(Activity)
Give the lines below again exactly, starting with the line that holds "Target: column" and going on through the line that holds "Target: blurred ceiling light".

(Record set)
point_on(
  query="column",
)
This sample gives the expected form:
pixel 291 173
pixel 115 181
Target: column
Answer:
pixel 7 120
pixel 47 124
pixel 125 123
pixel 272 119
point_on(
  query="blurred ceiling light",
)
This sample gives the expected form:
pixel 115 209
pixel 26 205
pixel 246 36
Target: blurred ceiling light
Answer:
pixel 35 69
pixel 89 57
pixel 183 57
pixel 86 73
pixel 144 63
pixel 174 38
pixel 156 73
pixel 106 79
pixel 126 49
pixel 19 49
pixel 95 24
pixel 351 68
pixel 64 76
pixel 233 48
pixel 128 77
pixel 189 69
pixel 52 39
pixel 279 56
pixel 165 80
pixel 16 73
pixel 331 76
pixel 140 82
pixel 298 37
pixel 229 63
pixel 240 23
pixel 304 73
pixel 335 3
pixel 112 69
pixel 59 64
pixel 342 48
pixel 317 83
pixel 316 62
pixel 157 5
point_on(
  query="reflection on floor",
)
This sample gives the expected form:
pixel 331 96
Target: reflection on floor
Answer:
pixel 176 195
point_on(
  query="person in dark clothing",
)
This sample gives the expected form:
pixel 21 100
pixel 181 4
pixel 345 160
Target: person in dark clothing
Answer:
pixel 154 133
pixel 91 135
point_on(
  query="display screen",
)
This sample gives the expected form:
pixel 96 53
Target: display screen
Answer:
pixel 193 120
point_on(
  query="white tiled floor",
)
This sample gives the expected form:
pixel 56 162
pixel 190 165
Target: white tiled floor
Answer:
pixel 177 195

(Solution to this problem)
Target: column
Answer:
pixel 7 120
pixel 47 124
pixel 125 123
pixel 272 119
point_on(
  query="blurred ceiling light",
)
This sample gives the expected form:
pixel 115 209
pixel 26 205
pixel 246 36
Target: blurred ceiling light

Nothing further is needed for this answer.